# WHAT IS BEING ASKED:
Turn the entries below into a Markdown table with the columns "Row" and "Entry text." Give every line of the entries its own numbered row, and leave out any blank lines.
● ● ● ●
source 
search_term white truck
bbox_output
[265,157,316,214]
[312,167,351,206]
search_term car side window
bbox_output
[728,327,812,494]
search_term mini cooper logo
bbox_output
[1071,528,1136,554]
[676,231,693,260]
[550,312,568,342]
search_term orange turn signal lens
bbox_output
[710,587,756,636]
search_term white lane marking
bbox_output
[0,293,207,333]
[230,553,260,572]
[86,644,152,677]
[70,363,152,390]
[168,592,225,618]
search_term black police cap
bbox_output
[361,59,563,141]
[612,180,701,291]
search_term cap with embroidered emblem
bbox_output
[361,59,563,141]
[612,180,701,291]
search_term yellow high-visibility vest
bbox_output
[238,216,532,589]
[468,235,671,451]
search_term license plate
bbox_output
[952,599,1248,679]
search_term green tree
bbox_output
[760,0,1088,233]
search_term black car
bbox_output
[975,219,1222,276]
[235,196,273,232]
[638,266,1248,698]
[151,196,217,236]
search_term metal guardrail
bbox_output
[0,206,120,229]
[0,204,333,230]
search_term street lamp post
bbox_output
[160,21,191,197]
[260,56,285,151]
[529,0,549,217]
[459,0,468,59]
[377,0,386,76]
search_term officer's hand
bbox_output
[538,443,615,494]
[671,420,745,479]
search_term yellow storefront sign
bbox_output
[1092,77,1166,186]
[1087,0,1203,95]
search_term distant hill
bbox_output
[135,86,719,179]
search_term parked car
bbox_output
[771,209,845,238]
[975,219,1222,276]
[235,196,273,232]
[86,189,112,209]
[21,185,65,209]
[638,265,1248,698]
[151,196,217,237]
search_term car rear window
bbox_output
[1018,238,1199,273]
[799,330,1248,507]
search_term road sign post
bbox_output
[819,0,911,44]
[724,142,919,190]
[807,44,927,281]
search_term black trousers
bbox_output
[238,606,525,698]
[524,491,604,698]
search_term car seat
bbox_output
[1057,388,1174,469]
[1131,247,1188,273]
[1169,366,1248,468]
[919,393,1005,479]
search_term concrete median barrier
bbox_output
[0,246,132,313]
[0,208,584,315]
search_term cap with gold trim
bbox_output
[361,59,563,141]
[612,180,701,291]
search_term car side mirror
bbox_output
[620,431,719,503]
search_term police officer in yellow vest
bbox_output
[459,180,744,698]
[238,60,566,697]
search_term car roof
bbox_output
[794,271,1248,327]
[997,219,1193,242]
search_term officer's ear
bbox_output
● ● ● ●
# SOLUTION FOR THIS PROBLEM:
| Row | Entry text |
|---|---|
| 1 | source  |
| 2 | search_term white truck |
| 3 | bbox_output |
| 4 | [265,157,316,214] |
| 5 | [312,167,351,206] |
| 6 | search_term car side window |
| 7 | bbox_output |
| 8 | [728,327,812,494] |
| 9 | search_term mini cooper logo |
| 10 | bbox_output |
| 11 | [1071,528,1136,554] |
| 12 | [676,231,693,260] |
| 13 | [550,312,568,342] |
| 14 | search_term orange turn signal lens |
| 15 | bbox_output |
| 16 | [710,587,756,636] |
| 17 | search_term white lane marking |
| 18 | bbox_output |
| 19 | [0,293,207,333] |
| 20 | [230,553,260,572] |
| 21 | [86,644,152,677] |
| 22 | [70,363,152,390] |
| 23 | [168,592,225,618] |
| 24 | search_term black police cap |
| 25 | bbox_output |
| 26 | [361,59,563,141] |
| 27 | [612,180,701,291] |
| 28 | search_term cap with embroidered emblem |
| 29 | bbox_output |
| 30 | [361,59,563,141] |
| 31 | [612,180,701,291] |
| 32 | search_term yellow high-visibility vest |
| 33 | bbox_output |
| 34 | [238,216,532,589] |
| 35 | [468,235,671,451] |
| 36 | search_term license plate |
| 37 | bbox_output |
| 38 | [952,599,1248,679] |
| 39 | search_term green tree |
| 40 | bbox_output |
| 41 | [760,0,1088,233] |
| 42 | search_term black car |
| 43 | bbox_output |
| 44 | [975,219,1222,276] |
| 45 | [235,196,273,232] |
| 46 | [638,266,1248,698] |
| 47 | [151,196,217,236] |
| 48 | search_term metal guardrail |
| 49 | bbox_output |
| 50 | [0,206,120,229] |
| 51 | [0,204,333,230] |
| 52 | search_term street lamp post |
| 53 | bbox_output |
| 54 | [160,21,191,197] |
| 55 | [260,56,285,151] |
| 56 | [529,0,549,217] |
| 57 | [459,0,468,59] |
| 58 | [377,0,386,76] |
| 59 | search_term officer's hand |
| 60 | bbox_output |
| 61 | [538,443,615,494] |
| 62 | [671,420,745,479] |
| 63 | search_term yellow storefront sign |
| 64 | bbox_output |
| 65 | [1092,77,1166,186] |
| 66 | [1087,0,1203,95] |
| 67 | search_term distant hill |
| 68 | bbox_output |
| 69 | [135,86,719,179] |
| 70 | search_term parked car |
| 71 | bbox_output |
| 72 | [771,209,845,238] |
| 73 | [975,219,1222,276] |
| 74 | [235,196,273,232] |
| 75 | [86,189,112,209] |
| 76 | [21,185,65,209] |
| 77 | [638,265,1248,698] |
| 78 | [151,196,217,237] |
| 79 | search_term car rear window |
| 80 | bbox_output |
| 81 | [1018,238,1199,273] |
| 82 | [799,330,1248,507] |
| 83 | search_term road sign post |
| 84 | bbox_output |
| 85 | [819,0,911,44] |
| 86 | [724,142,919,190] |
| 87 | [807,44,927,281] |
| 88 | search_term black trousers |
| 89 | bbox_output |
| 90 | [238,606,525,698] |
| 91 | [524,491,604,698] |
| 92 | search_term car seat |
| 93 | bbox_output |
| 94 | [1057,388,1174,469] |
| 95 | [1131,247,1188,273] |
| 96 | [1169,366,1248,468] |
| 97 | [919,393,1005,479] |
| 98 | search_term concrete median barrier |
| 99 | bbox_output |
| 100 | [0,246,132,313] |
| 101 | [0,208,584,315] |
| 102 | search_term cap with gold trim |
| 103 | bbox_output |
| 104 | [361,59,563,141] |
| 105 | [612,180,701,291] |
| 106 | search_term car side mirror |
| 107 | bbox_output |
| 108 | [620,431,719,503] |
| 109 | search_term police officer in yellow vest |
| 110 | bbox_output |
| 111 | [459,180,744,698] |
| 112 | [238,60,566,697] |
| 113 | search_term car roof |
| 114 | bbox_output |
| 115 | [794,271,1248,327] |
| 116 | [997,219,1193,242] |
| 117 | search_term officer's ear |
| 118 | bbox_output |